[Start SUPPLIED RECORDS]

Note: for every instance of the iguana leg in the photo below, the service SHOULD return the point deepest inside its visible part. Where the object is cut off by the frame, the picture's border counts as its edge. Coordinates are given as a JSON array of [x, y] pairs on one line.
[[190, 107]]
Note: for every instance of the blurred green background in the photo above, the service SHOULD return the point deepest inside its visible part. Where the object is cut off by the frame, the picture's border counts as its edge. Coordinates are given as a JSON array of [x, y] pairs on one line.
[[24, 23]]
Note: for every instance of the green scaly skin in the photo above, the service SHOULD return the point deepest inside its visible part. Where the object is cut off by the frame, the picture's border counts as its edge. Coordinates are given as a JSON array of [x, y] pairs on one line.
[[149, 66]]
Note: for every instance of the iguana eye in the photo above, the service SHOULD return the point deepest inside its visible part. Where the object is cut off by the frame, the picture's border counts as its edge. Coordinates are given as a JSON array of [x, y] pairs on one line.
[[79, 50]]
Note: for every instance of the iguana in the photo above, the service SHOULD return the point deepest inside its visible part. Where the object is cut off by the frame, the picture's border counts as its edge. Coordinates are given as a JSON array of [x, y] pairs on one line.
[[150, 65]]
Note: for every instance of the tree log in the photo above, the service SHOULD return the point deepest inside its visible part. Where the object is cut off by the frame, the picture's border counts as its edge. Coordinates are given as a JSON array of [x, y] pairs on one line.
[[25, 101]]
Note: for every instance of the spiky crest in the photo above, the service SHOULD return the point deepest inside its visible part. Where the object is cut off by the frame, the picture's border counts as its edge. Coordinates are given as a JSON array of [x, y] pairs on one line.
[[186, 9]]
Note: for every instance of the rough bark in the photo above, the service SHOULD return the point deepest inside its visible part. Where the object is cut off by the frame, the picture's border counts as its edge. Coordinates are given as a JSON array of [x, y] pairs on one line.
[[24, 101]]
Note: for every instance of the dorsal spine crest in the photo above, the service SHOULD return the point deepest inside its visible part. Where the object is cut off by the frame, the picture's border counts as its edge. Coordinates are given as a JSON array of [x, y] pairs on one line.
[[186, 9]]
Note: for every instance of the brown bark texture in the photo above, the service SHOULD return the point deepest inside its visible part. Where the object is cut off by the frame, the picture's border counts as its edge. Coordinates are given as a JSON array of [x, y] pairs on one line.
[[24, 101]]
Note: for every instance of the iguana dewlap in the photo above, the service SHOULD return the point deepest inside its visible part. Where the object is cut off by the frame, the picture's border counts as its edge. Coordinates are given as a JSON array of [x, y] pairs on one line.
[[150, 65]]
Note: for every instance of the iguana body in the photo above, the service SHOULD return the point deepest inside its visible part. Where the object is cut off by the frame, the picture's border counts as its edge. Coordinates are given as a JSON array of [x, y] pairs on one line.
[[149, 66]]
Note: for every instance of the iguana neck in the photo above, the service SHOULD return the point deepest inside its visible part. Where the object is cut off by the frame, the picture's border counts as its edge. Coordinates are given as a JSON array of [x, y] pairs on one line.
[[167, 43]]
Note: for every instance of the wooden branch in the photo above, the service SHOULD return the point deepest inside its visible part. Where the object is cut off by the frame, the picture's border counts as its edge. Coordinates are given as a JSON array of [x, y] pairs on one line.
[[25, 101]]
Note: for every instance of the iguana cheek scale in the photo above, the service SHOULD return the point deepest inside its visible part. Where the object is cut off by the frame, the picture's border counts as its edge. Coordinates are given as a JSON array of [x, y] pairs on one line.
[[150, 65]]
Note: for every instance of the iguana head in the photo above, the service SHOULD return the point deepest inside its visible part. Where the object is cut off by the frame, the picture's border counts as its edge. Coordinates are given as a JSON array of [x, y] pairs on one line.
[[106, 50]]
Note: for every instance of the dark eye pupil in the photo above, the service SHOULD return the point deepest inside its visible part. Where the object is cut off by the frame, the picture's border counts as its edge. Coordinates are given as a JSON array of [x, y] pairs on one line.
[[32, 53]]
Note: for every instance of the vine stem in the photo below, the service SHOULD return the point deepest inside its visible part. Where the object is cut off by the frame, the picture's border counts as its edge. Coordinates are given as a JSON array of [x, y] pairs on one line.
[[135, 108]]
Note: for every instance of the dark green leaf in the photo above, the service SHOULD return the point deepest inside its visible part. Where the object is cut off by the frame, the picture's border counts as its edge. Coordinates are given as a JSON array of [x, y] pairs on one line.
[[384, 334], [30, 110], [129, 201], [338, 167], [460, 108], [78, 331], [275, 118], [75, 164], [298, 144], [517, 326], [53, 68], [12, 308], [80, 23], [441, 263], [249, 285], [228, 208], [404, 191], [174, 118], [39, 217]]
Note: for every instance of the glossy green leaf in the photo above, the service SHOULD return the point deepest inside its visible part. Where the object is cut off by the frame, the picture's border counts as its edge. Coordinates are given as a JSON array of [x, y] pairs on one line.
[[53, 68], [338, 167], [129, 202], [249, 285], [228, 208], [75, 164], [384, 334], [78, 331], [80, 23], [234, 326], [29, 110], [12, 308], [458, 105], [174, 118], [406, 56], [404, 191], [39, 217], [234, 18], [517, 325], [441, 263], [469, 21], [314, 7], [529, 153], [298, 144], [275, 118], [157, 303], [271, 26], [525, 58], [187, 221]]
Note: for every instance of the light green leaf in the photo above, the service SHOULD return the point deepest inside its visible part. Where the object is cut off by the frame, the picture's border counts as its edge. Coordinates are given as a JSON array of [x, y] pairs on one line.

[End SUPPLIED RECORDS]

*TASK TO CARRY OUT*: Copy exactly the line containing "Note: for every instance of the glossy" and every line after it, ending with the last line of the records above.

*PROBLEM SOLUTION*:
Note: for every instance of the glossy green leaf in the photo above, the service SHOULD return the point deepest inside its visible part. Where the object is cut off by the frame, the picture's border counts as its edge. Coordinates are given as a JSON array of [x, y] pairs on one line.
[[53, 68], [338, 167], [129, 202], [249, 285], [228, 208], [75, 164], [384, 334], [78, 331], [80, 23], [234, 326], [29, 110], [12, 308], [458, 105], [174, 118], [406, 56], [404, 191], [39, 217], [234, 18], [517, 325], [441, 263], [469, 21], [314, 7], [529, 153], [298, 144], [275, 118], [157, 303], [271, 26], [525, 58], [187, 221]]
Note: for every instance of the light green leaf in the photo above, the service SHOULD return the point deepest inside its visible part. Where the object is cut off by the frame, the picture's border counts as its edge. Coordinates are given as a JSON array of [x, y] pairs on one line.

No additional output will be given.